What the exercise asks:
Leave out the pictures and repeat the rest of the material exactly.

--- Start Records provided ---

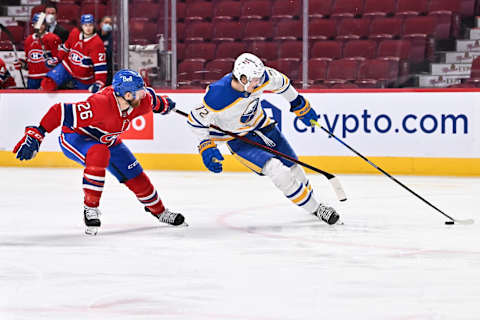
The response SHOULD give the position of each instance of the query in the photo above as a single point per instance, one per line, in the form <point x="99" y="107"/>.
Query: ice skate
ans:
<point x="92" y="221"/>
<point x="169" y="217"/>
<point x="327" y="214"/>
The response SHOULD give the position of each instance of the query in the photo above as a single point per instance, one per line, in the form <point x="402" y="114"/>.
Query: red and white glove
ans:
<point x="20" y="64"/>
<point x="29" y="145"/>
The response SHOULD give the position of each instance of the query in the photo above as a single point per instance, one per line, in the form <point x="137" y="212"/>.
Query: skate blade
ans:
<point x="91" y="231"/>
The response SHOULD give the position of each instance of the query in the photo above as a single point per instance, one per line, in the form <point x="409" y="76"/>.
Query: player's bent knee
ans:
<point x="98" y="155"/>
<point x="48" y="84"/>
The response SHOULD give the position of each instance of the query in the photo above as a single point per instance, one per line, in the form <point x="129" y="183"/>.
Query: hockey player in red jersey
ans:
<point x="89" y="136"/>
<point x="41" y="51"/>
<point x="83" y="60"/>
<point x="6" y="80"/>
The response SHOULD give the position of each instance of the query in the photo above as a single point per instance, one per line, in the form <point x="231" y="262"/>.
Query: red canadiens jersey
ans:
<point x="99" y="117"/>
<point x="6" y="79"/>
<point x="85" y="59"/>
<point x="36" y="54"/>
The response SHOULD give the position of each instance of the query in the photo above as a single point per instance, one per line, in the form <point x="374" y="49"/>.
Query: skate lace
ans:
<point x="167" y="216"/>
<point x="92" y="213"/>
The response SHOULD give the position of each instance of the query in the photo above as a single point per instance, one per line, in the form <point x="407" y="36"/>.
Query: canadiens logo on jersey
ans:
<point x="250" y="111"/>
<point x="35" y="56"/>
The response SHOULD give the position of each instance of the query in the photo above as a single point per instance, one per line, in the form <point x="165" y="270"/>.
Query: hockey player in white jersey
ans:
<point x="234" y="103"/>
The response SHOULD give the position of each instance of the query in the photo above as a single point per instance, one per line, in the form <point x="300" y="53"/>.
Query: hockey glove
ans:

--- End Records provided ---

Correct response:
The response SHOULD give the position of each instance of the query in the photo above as a single point per instance, one per line, in the form <point x="99" y="107"/>.
Query: ice skate
ans:
<point x="92" y="221"/>
<point x="169" y="217"/>
<point x="327" y="214"/>
The response SHOULD give the position of each instance of the query in the photo above as a single point per instance, one per line, in the form <point x="402" y="114"/>.
Query: red and white glove
ans:
<point x="20" y="64"/>
<point x="29" y="145"/>
The response SHOULD give the position of each instance of the query in the photo above as a single point per instance, one per line, in the form <point x="137" y="212"/>.
Query: skate blade
ans:
<point x="91" y="231"/>
The response SHOULD give the position of each instance of the query in the photo above as a single point per instance, one per line, in the form <point x="409" y="76"/>.
Query: player's bent knee
ans:
<point x="98" y="155"/>
<point x="48" y="84"/>
The response SHOULD give the position of each instance of the query in the photo above as a single point per instance, one per line, in the form <point x="129" y="183"/>.
Query: hockey player in red jersey
ans:
<point x="89" y="136"/>
<point x="41" y="51"/>
<point x="83" y="60"/>
<point x="6" y="80"/>
The response SHOULD give the position of each instance of the query in the photo above as a single point per instance, one per line, in the form <point x="231" y="262"/>.
Query: red canadiens jersey
ans:
<point x="99" y="117"/>
<point x="6" y="79"/>
<point x="85" y="59"/>
<point x="36" y="54"/>
The response SHOULD give the position of each instance of the query in the photo above as a single point per instance, one per line, in the form <point x="374" y="49"/>.
Query: skate lace
ans:
<point x="167" y="216"/>
<point x="92" y="213"/>
The response SHOULD give the position of each instance of the query in the photo above as a single point per instance, one per line, in the form <point x="407" y="36"/>.
Query: canadiens logo on jersey
ans:
<point x="250" y="111"/>
<point x="35" y="56"/>
The response SHOULD give the position of each instance of the query in the photo above as a single point per instance, one per line, in the form <point x="165" y="270"/>.
Query: hockey player in white jersey
ans:
<point x="234" y="103"/>
The response SHOULD give the position of each instance of the query in the photo above as a single point per instance, one per line, in the form <point x="300" y="53"/>.
Query: hockey glove
ans:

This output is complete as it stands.